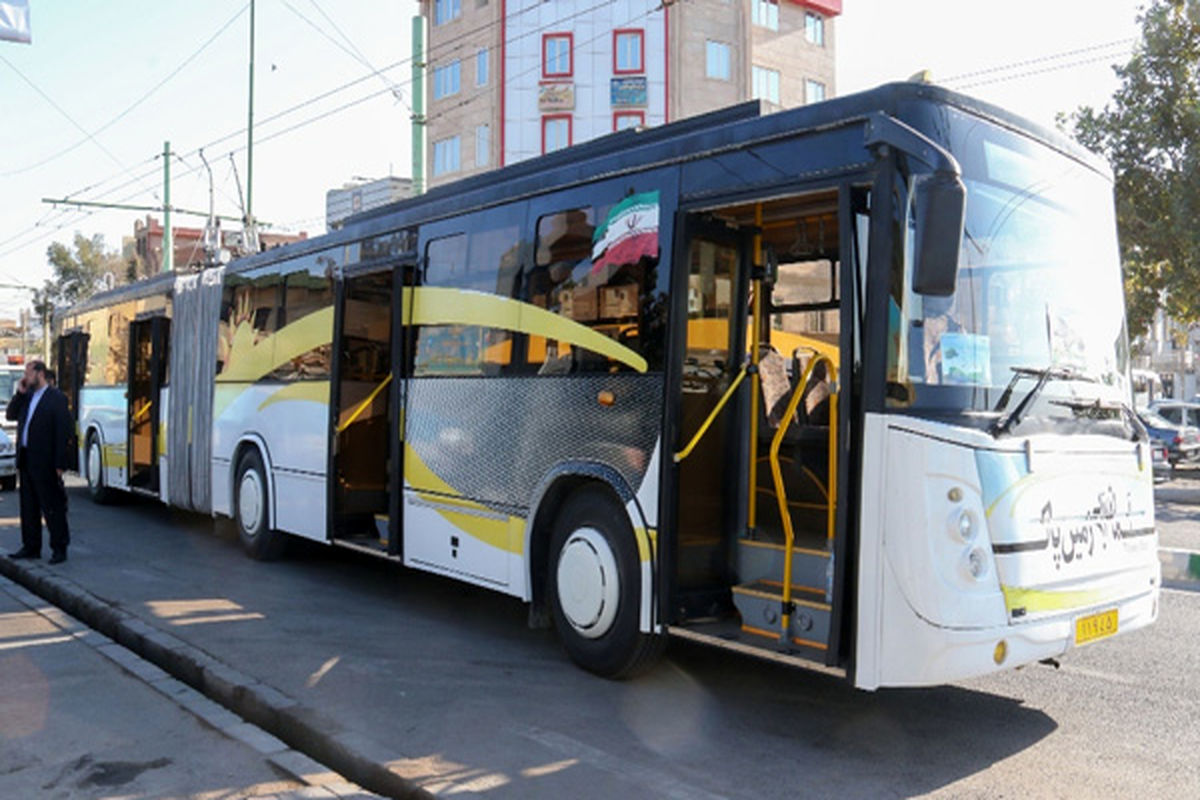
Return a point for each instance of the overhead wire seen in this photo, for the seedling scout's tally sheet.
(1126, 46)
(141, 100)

* * *

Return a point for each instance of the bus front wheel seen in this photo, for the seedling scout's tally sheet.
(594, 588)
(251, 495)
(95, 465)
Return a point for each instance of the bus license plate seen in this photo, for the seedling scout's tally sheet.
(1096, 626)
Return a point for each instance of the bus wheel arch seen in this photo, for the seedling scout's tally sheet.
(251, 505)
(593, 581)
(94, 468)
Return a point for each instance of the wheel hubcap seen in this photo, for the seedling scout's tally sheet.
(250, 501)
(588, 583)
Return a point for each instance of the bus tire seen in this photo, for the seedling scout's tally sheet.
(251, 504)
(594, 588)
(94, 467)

---

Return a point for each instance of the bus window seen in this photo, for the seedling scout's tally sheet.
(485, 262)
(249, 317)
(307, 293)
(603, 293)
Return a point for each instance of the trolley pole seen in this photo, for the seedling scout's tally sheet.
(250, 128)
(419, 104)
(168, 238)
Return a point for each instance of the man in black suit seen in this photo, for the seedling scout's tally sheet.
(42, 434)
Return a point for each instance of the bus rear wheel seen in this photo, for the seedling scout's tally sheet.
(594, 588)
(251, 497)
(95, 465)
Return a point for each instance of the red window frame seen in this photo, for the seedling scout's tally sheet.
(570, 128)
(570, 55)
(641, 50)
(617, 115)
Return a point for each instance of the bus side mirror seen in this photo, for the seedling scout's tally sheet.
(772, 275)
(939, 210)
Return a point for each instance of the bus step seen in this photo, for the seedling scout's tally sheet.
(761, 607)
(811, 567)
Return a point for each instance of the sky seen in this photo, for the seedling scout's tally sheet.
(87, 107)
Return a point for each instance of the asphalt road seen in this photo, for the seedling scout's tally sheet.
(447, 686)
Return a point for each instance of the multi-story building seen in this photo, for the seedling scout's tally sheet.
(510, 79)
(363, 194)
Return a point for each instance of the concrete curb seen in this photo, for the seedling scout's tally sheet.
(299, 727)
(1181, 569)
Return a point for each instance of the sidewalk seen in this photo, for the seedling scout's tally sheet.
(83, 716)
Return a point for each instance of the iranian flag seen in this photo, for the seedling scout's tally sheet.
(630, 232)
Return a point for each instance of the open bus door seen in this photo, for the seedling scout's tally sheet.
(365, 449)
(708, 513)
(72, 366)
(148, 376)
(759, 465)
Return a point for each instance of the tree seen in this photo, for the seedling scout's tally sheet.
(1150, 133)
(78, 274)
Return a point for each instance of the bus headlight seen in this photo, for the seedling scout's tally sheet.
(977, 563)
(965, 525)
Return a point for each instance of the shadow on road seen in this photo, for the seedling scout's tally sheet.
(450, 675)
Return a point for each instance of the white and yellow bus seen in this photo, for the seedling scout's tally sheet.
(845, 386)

What to do -
Gather every line in the entries above that contains the word "wheel" and copy each such line in full. The match is case-sensitive.

Solution for this task -
Return a point for each instance of the bus front wheel seen in this photo, for the seedling scout's tally sheet.
Return a point for each instance of the bus wheel arch seen in this photo, for the seedling scout's tally sheet.
Return a point for each instance of the wheel hubcap seen in this photo, for the seedling scout's tally sheet.
Return a point for each instance of the bus rear wheel seen in this photo, for the seedling scout's tally sheet.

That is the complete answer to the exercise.